## WORK INSTRUCTIONS
In the material below, change "cap" to "hat" and leave everything else unchanged.

|---|

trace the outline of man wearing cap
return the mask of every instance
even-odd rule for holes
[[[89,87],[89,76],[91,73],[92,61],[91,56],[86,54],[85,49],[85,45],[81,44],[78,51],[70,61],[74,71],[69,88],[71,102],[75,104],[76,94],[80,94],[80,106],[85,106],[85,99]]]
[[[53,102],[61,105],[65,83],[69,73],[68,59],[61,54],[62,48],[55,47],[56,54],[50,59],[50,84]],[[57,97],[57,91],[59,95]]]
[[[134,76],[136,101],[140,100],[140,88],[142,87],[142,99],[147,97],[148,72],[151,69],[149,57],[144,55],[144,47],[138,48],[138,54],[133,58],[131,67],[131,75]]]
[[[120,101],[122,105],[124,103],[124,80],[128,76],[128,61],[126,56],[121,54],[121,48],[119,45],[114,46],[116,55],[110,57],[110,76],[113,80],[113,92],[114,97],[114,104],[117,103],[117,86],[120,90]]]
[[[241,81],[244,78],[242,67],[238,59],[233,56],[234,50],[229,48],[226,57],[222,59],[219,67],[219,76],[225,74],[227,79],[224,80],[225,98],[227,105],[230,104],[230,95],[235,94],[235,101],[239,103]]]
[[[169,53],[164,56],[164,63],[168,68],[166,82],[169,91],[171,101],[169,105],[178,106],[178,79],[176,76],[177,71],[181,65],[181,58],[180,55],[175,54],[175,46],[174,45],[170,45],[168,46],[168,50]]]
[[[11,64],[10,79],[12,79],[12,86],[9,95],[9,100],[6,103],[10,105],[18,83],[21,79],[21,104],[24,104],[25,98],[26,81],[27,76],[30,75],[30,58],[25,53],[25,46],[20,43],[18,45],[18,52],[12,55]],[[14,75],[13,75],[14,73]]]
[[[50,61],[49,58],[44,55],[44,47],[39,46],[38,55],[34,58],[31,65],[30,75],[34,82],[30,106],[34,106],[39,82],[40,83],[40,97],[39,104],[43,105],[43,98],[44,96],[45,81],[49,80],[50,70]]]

|---|

## RESULT OF THIS TASK
trace the outline of man wearing hat
return the mask of every instance
even-odd rule for holes
[[[89,87],[89,76],[91,73],[92,61],[91,56],[86,54],[85,49],[85,45],[81,44],[78,51],[70,61],[74,71],[69,88],[71,102],[75,104],[76,94],[80,94],[80,106],[85,106],[85,99]]]
[[[53,102],[61,105],[65,83],[69,73],[68,59],[61,54],[62,48],[55,47],[56,54],[50,59],[50,84]],[[57,97],[57,91],[59,95]]]
[[[134,76],[136,101],[140,100],[140,88],[142,87],[142,99],[147,97],[148,72],[151,69],[149,57],[144,55],[144,47],[138,48],[138,54],[133,58],[131,67],[131,75]]]
[[[120,101],[122,105],[124,103],[124,80],[128,76],[128,61],[126,56],[121,54],[121,48],[119,45],[114,46],[116,55],[110,57],[110,76],[113,80],[113,92],[114,97],[114,104],[117,103],[117,86],[120,90]]]
[[[241,81],[244,78],[242,67],[238,59],[233,56],[234,50],[229,48],[226,57],[222,59],[219,67],[219,76],[225,74],[227,79],[224,80],[225,98],[227,105],[230,104],[230,95],[235,94],[235,101],[239,103]]]
[[[169,53],[164,56],[164,63],[168,68],[166,82],[169,91],[171,101],[169,105],[178,106],[178,79],[176,76],[177,71],[181,65],[181,58],[180,55],[175,54],[175,46],[174,45],[170,45],[168,46],[168,50]]]
[[[11,64],[10,79],[12,79],[12,86],[9,95],[9,100],[6,103],[10,105],[18,83],[21,79],[21,104],[24,104],[25,98],[26,81],[27,76],[30,75],[30,58],[25,53],[25,46],[20,43],[18,45],[18,52],[12,55]],[[14,75],[13,75],[14,73]]]
[[[50,61],[49,58],[44,55],[44,47],[39,46],[38,55],[34,58],[31,65],[30,75],[34,82],[30,106],[34,106],[39,82],[40,83],[40,97],[39,104],[43,105],[43,98],[44,96],[45,81],[49,80],[50,70]]]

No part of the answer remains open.